* **EXTRACT TO READ**
## START

Yogyakarta Gamelan Festival 1997

Report by Jody Diamond, epilogue by Sutanto

"Gamelan is a spirit, not an object," says Sapto Raharjo, "the instruments are just the medium." His definition of gamelan is a extension of the usual "gong-chime orchestra that originates in the Indonesian islands of Java and Bali." As the director of the Yogyakarta Gamelan Festival, Sapto has made a significant impact on the definition of gamelan, both in Indonesia and abroad. He envisions a world of "gamelan lovers" at an annual international gathering of gamelan groups coming together to share music and ideas, to play together and to recognize each other's presence in the development of the global gamelan tradition. For Sapto and those who work with him, gamelan is not just a set of instruments, but a musical world that encompasses tools, musical structures, social processes and spiritual sensibilities. In much the same way that the Javanese gamelan unites disparate timbral elements into a sumptuous orchestration of elegantly organized sound, Sapto uses this festival to present gamelan as a conceptual domain in which we can create the future by building on the past, honoring the origins of gamelan while we expand its horizons.

This year's Yogyakarta Gamelan Festival was held from 2--6 July 1997 as part of the month-long Yogyakarta Arts Festival, an annual province-wide event in Yogyakarta, a cultural center of Central Java and the 13,000 islands that comprise the nation of Indonesia itself. More than 24 different groups performed on five successive nights, showcasing the compositional and musical talents of artists from the United States, the Netherlands, France, Australia, Singapore and many cities in Indonesia: Medan and Padang Panjang in North Sumatra; Jakarta, Bandung, Surakarta, Yogyakarta and Surabaya on the island of Java; and Palu in Central Sulawesi. Meetings and seminars were held during the day, allowing for more intellectual interaction on topics such as hybrid music for gamelan (the subject of a presentation by Sumarsam of Wesleyan University in Middletown, Connecticut) and composition for gamelan by non-Indonesian groups (about which I gave a presentation). Plans were also made for 1999 hosting of the meeting of the Asian Composers League by the newly formed AKI (Indonesian Composers Association).

The festival was held at an open-air stage located on the campus of Gadjah Mada University, whose student body is one of the largest and most diverse in Indonesia. The students and members of Yogyakarta's thriving arts community made for a very enthusiastic and responsive audience. In fact, the degree of reaction during a performance by the Dutch gamelan group Ensemble Gending caused Jurrien Sligter, director of the group, to comment to the crowd, "Never have we received such a response from an audience, both positive and negative. It is amazing!"

## END

* **THE EXERCISE**
Please carry the gamelan festival report forward from its final sentence. The data after this point is separate from the gamelan festival report.

* **DATASET ROWS**
## START

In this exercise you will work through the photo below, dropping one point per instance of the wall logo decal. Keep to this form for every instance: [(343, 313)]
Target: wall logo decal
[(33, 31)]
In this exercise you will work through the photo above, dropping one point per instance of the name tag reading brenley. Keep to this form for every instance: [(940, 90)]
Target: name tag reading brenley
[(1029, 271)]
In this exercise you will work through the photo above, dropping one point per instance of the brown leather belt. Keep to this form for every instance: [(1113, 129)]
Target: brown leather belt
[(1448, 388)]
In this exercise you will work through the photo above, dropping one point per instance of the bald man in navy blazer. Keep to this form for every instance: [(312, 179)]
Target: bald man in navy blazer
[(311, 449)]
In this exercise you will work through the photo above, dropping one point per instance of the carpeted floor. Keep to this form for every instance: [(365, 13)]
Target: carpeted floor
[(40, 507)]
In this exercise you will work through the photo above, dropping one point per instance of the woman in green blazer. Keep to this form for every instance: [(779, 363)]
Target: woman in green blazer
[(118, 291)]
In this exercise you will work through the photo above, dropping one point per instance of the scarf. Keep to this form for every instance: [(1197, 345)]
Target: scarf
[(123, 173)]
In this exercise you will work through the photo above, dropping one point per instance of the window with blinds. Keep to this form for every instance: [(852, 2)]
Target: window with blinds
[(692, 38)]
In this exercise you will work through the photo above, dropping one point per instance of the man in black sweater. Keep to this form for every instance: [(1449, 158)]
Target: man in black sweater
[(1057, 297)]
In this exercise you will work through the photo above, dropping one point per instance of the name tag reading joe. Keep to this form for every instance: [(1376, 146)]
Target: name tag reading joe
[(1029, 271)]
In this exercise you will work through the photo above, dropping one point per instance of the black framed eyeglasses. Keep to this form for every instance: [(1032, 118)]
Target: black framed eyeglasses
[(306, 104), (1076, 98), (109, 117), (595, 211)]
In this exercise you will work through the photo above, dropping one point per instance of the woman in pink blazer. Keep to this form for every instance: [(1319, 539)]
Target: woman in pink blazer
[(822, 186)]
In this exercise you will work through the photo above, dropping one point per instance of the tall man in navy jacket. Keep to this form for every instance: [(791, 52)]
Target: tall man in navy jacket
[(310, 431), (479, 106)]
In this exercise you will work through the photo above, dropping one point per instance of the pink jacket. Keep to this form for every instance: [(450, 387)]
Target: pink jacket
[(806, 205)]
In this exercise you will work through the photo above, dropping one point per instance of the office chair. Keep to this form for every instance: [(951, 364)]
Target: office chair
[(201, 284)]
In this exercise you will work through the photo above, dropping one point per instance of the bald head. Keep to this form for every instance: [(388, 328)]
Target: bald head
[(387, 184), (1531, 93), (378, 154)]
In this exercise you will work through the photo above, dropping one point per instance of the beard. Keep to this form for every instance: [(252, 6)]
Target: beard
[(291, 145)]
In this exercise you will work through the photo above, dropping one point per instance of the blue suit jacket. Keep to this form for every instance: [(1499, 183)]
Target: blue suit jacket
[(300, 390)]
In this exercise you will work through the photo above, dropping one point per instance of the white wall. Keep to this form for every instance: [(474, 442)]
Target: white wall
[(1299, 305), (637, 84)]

## END

* **ANSWER BELOW**
The concert program this year was notable for its large number of collaborations. These brought together artists from different Indonesian regions as well as fostering several international partnerships. Some of these collaborations were intimate, consisting of programs by a small number of musicians. Sapto himself was involved in two of these: a duet that combined his computer-driven gamelan samples with the vast percussion resources of the Jakarta-based drummer Innisisri, and a set with French vibraphonist Alex Grillo in which Sapto played drums along with an excellent group of young gamelan musicians with whom he frequently performs and records. The Trio Madois, made up of Margaret Bradley, from Sydney, Australia, Ismet and Dody Satya Ekagustiman of Bandung, combined flute, kecapi, voice and percussion in several songs. Slamet Sjukur presented a somewhat long-distance collaboration, bringing a large youth chorus from Surabaya to perform a piece by German composer Dieter Mack. An American musician named Sathya Burchman gathered his fellow students from the Yogyanese arts institution ISI (Indonesian Institute of the Arts) to join him in a new work for the occasion.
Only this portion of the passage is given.